● **Work required**: Reproduce the listing below verbatim, from its first line through the line containing "x=584 y=242", both ends included. Omit the pictures.

(Records)

+ + + + + + +

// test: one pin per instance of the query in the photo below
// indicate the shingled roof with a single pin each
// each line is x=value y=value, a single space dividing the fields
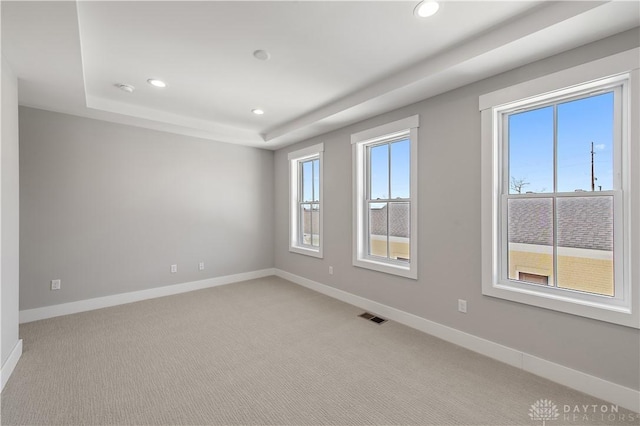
x=398 y=220
x=583 y=222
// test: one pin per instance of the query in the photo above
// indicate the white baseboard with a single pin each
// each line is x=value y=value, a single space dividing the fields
x=583 y=382
x=10 y=364
x=36 y=314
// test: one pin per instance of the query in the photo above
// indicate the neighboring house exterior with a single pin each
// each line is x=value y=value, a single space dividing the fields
x=398 y=218
x=584 y=234
x=584 y=242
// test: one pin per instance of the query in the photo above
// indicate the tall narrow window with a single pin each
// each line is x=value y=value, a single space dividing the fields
x=385 y=198
x=305 y=170
x=557 y=193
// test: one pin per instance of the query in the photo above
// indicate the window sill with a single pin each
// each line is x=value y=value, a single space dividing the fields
x=558 y=302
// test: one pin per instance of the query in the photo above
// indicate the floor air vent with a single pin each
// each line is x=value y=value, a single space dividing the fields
x=373 y=318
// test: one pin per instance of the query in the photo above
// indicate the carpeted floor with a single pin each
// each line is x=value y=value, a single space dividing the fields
x=264 y=352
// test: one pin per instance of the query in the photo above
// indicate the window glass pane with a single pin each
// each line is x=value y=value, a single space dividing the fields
x=305 y=214
x=307 y=181
x=378 y=235
x=379 y=171
x=400 y=169
x=585 y=244
x=399 y=231
x=315 y=225
x=530 y=233
x=316 y=180
x=531 y=151
x=584 y=123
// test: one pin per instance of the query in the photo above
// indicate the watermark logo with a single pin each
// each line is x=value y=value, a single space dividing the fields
x=544 y=410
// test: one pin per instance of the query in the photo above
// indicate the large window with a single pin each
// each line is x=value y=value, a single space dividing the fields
x=557 y=192
x=305 y=171
x=385 y=197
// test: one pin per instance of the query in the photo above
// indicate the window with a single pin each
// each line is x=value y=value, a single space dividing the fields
x=558 y=154
x=305 y=174
x=385 y=198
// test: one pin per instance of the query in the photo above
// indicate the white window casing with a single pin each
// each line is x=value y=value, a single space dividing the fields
x=618 y=73
x=401 y=129
x=296 y=219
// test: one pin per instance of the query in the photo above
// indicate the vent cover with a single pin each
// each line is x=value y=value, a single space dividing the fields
x=373 y=318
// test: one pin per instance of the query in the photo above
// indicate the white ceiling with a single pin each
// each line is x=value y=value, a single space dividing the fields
x=332 y=62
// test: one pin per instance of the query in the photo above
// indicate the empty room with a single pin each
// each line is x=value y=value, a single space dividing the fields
x=320 y=212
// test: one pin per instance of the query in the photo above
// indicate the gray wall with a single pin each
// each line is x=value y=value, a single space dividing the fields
x=449 y=234
x=9 y=219
x=107 y=208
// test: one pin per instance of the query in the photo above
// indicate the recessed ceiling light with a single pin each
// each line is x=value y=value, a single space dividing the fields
x=125 y=87
x=262 y=55
x=156 y=83
x=426 y=8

+ + + + + + +

● **Answer for this exercise**:
// test: one pin per instance of the query in the photo below
// indicate the shingled roof with a single pin each
// each line is x=value y=value, a single space dividing the fields
x=398 y=220
x=583 y=222
// test: one pin per instance of the query in the photo above
// indicate the white baseboard with a single pin each
// each line is x=value y=value, a single space dividing the fields
x=583 y=382
x=10 y=364
x=36 y=314
// test: one pin per instance of the query in the photo above
// indicate the neighboring house exterior with a single pin each
// each line is x=value y=value, a single space dividing the fields
x=398 y=218
x=584 y=234
x=584 y=242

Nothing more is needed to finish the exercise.